TASK INSTRUCTIONS:
Transcribe every record below word for word.

Extracted records:
____________________

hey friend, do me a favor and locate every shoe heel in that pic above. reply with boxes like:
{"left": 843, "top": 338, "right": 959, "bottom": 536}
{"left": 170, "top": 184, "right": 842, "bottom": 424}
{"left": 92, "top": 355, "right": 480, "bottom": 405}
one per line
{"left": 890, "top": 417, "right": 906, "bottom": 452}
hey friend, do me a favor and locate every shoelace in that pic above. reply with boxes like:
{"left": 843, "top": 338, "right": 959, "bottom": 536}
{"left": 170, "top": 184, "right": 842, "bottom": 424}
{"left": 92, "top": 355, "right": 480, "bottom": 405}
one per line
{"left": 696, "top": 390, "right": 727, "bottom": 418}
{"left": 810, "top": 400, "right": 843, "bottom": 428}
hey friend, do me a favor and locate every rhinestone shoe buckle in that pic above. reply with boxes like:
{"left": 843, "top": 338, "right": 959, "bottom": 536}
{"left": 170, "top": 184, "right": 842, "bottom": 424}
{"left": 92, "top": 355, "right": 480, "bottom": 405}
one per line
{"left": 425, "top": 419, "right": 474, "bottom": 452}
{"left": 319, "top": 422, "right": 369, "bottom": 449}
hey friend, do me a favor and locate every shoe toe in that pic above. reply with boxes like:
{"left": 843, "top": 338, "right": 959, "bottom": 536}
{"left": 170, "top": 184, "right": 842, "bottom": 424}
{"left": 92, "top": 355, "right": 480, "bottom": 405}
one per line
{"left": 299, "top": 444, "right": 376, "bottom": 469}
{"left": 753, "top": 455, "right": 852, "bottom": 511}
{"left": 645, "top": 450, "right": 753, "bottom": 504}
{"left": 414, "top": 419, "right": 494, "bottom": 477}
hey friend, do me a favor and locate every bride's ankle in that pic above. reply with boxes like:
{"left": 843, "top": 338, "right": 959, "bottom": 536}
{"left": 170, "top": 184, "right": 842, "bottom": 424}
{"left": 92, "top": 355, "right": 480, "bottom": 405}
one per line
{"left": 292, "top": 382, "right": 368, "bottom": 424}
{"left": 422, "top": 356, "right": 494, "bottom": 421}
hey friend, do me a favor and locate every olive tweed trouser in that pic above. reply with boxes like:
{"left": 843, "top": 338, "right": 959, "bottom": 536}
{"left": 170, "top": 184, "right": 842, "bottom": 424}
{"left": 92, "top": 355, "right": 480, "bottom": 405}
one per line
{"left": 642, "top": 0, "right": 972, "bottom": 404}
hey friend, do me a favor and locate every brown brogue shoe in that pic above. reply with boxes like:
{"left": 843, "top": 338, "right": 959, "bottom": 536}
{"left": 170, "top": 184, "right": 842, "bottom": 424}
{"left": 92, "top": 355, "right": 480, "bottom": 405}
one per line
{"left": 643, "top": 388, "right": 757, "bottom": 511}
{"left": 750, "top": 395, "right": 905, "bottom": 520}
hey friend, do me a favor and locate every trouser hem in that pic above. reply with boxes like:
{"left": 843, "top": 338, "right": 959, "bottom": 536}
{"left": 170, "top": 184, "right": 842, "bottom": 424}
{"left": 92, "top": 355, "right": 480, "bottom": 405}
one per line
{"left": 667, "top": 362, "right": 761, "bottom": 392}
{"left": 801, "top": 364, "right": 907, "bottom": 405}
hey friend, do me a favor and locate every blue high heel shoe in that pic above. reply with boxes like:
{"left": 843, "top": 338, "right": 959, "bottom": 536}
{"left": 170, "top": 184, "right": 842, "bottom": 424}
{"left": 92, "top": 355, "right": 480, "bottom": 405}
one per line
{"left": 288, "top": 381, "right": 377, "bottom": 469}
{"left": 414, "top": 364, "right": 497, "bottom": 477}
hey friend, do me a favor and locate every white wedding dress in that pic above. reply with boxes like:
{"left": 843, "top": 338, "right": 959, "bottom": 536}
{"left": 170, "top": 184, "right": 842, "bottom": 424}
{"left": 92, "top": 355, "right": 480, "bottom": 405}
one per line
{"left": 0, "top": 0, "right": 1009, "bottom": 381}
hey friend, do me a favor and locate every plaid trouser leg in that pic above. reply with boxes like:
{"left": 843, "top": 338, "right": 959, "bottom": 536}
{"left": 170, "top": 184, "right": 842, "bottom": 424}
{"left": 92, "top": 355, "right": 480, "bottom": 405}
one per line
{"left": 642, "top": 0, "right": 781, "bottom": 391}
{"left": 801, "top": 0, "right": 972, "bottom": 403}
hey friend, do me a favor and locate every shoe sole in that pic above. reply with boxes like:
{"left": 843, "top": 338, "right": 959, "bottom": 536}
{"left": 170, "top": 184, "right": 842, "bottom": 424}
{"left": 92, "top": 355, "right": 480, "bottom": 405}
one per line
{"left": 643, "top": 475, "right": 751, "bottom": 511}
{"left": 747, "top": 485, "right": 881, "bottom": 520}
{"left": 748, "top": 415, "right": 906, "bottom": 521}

____________________

EXERCISE RESULT:
hey friend, do me a favor and locate every shoe heel in that pic above. reply with boxes like:
{"left": 843, "top": 338, "right": 959, "bottom": 536}
{"left": 170, "top": 184, "right": 842, "bottom": 424}
{"left": 92, "top": 355, "right": 480, "bottom": 405}
one per line
{"left": 890, "top": 417, "right": 906, "bottom": 452}
hey friend, do me a favor and locate every shoelace in that pic above. reply with boxes like:
{"left": 843, "top": 338, "right": 959, "bottom": 536}
{"left": 170, "top": 184, "right": 842, "bottom": 424}
{"left": 92, "top": 355, "right": 480, "bottom": 405}
one per line
{"left": 696, "top": 390, "right": 727, "bottom": 418}
{"left": 810, "top": 400, "right": 843, "bottom": 428}
hey friend, do me a favor and locate every rhinestone shoe buckle in that pic above. reply with boxes like:
{"left": 843, "top": 338, "right": 959, "bottom": 536}
{"left": 170, "top": 184, "right": 842, "bottom": 424}
{"left": 92, "top": 355, "right": 480, "bottom": 405}
one per line
{"left": 425, "top": 419, "right": 474, "bottom": 452}
{"left": 319, "top": 422, "right": 369, "bottom": 449}
hey friend, do me a favor and locate every shoe toe in that pic above. reply with boxes like:
{"left": 843, "top": 338, "right": 959, "bottom": 536}
{"left": 170, "top": 184, "right": 842, "bottom": 424}
{"left": 92, "top": 355, "right": 480, "bottom": 405}
one per line
{"left": 299, "top": 444, "right": 376, "bottom": 469}
{"left": 753, "top": 455, "right": 852, "bottom": 511}
{"left": 645, "top": 450, "right": 753, "bottom": 504}
{"left": 414, "top": 419, "right": 494, "bottom": 477}
hey friend, do me a favor and locate every bride's ankle in that pic above. reply with boxes like:
{"left": 843, "top": 338, "right": 959, "bottom": 536}
{"left": 170, "top": 184, "right": 842, "bottom": 424}
{"left": 92, "top": 355, "right": 480, "bottom": 405}
one per line
{"left": 292, "top": 382, "right": 368, "bottom": 424}
{"left": 422, "top": 356, "right": 494, "bottom": 421}
hey friend, do me a favor and locate every olive tweed trouser in that pic above. reply with boxes like:
{"left": 843, "top": 338, "right": 959, "bottom": 536}
{"left": 170, "top": 184, "right": 842, "bottom": 424}
{"left": 92, "top": 355, "right": 480, "bottom": 405}
one per line
{"left": 642, "top": 0, "right": 972, "bottom": 404}
hey friend, do me a favor and locate every brown brogue shoe in that pic above. reply with boxes like:
{"left": 843, "top": 338, "right": 959, "bottom": 536}
{"left": 170, "top": 184, "right": 842, "bottom": 424}
{"left": 92, "top": 355, "right": 480, "bottom": 405}
one per line
{"left": 643, "top": 388, "right": 757, "bottom": 511}
{"left": 750, "top": 395, "right": 905, "bottom": 520}
hey friend, do me a favor and locate every trouser hem in that pic above. reply with boxes like:
{"left": 843, "top": 338, "right": 959, "bottom": 536}
{"left": 170, "top": 184, "right": 842, "bottom": 424}
{"left": 92, "top": 355, "right": 480, "bottom": 405}
one per line
{"left": 667, "top": 362, "right": 761, "bottom": 392}
{"left": 801, "top": 364, "right": 907, "bottom": 405}
hey friend, do me a favor and locate every blue high heel shoe in that pic above. reply with boxes like:
{"left": 843, "top": 338, "right": 959, "bottom": 536}
{"left": 170, "top": 184, "right": 842, "bottom": 424}
{"left": 92, "top": 355, "right": 480, "bottom": 405}
one per line
{"left": 288, "top": 381, "right": 377, "bottom": 469}
{"left": 414, "top": 364, "right": 497, "bottom": 477}
hey friend, do me a favor and locate every white wedding dress in that pic above. reply with boxes like:
{"left": 843, "top": 338, "right": 959, "bottom": 536}
{"left": 170, "top": 184, "right": 842, "bottom": 424}
{"left": 92, "top": 355, "right": 480, "bottom": 405}
one per line
{"left": 0, "top": 0, "right": 1009, "bottom": 381}
hey friend, do me a favor and locate every plaid trouser leg in that pic above. reply with boxes like:
{"left": 843, "top": 338, "right": 959, "bottom": 536}
{"left": 170, "top": 184, "right": 842, "bottom": 424}
{"left": 92, "top": 355, "right": 480, "bottom": 405}
one per line
{"left": 642, "top": 0, "right": 781, "bottom": 391}
{"left": 801, "top": 0, "right": 972, "bottom": 403}
hey friend, do me a favor and locate every shoe sole in that pic above. reply with boxes like:
{"left": 843, "top": 338, "right": 959, "bottom": 536}
{"left": 170, "top": 184, "right": 842, "bottom": 424}
{"left": 92, "top": 355, "right": 480, "bottom": 405}
one per line
{"left": 643, "top": 475, "right": 751, "bottom": 511}
{"left": 747, "top": 485, "right": 881, "bottom": 520}
{"left": 748, "top": 415, "right": 906, "bottom": 521}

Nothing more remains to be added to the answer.